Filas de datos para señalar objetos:
---

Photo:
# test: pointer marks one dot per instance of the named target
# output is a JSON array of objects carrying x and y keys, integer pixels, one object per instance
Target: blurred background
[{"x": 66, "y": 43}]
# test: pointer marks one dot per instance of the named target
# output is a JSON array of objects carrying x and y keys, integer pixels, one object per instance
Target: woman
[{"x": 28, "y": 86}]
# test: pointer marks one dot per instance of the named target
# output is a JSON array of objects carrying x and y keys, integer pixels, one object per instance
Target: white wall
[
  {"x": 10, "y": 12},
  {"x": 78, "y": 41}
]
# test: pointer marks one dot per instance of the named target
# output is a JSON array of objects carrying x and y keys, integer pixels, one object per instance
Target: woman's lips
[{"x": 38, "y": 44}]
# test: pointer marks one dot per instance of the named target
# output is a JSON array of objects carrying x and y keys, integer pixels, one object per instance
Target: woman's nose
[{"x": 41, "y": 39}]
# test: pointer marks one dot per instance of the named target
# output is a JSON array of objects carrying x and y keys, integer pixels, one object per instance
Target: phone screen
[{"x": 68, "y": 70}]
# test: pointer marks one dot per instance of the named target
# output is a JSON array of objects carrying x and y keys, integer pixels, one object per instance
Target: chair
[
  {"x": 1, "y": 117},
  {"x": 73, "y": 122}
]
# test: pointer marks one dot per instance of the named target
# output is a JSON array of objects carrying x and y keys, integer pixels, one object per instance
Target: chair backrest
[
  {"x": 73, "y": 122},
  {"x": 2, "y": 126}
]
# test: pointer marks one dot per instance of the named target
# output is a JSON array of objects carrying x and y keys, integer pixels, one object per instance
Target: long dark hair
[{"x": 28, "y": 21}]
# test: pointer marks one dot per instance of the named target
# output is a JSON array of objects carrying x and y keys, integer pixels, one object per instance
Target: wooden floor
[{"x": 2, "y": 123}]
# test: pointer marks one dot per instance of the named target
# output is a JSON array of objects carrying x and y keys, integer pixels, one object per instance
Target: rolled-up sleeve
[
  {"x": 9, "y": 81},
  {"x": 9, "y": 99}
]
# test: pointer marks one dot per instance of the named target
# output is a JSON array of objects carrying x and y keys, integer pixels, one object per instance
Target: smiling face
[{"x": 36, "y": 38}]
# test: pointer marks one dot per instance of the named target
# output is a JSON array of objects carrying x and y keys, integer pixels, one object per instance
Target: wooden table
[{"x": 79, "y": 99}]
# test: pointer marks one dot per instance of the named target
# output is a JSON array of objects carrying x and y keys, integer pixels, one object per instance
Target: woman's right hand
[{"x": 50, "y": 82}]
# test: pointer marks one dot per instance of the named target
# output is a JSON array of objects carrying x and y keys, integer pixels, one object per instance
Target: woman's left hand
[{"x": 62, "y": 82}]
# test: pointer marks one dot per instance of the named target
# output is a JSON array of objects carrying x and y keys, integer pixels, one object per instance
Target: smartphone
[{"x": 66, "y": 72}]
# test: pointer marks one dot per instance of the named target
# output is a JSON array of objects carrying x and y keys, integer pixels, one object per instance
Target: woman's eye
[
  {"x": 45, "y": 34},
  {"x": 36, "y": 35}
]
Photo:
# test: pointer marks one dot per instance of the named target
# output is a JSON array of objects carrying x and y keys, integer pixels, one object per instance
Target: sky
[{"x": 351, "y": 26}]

---

[QUÉ HARÁS] Extrae de las entradas de arriba todas las líneas que contengan la palabra "hand".

[RESULTADO]
Target: woman's right hand
Target: woman's left hand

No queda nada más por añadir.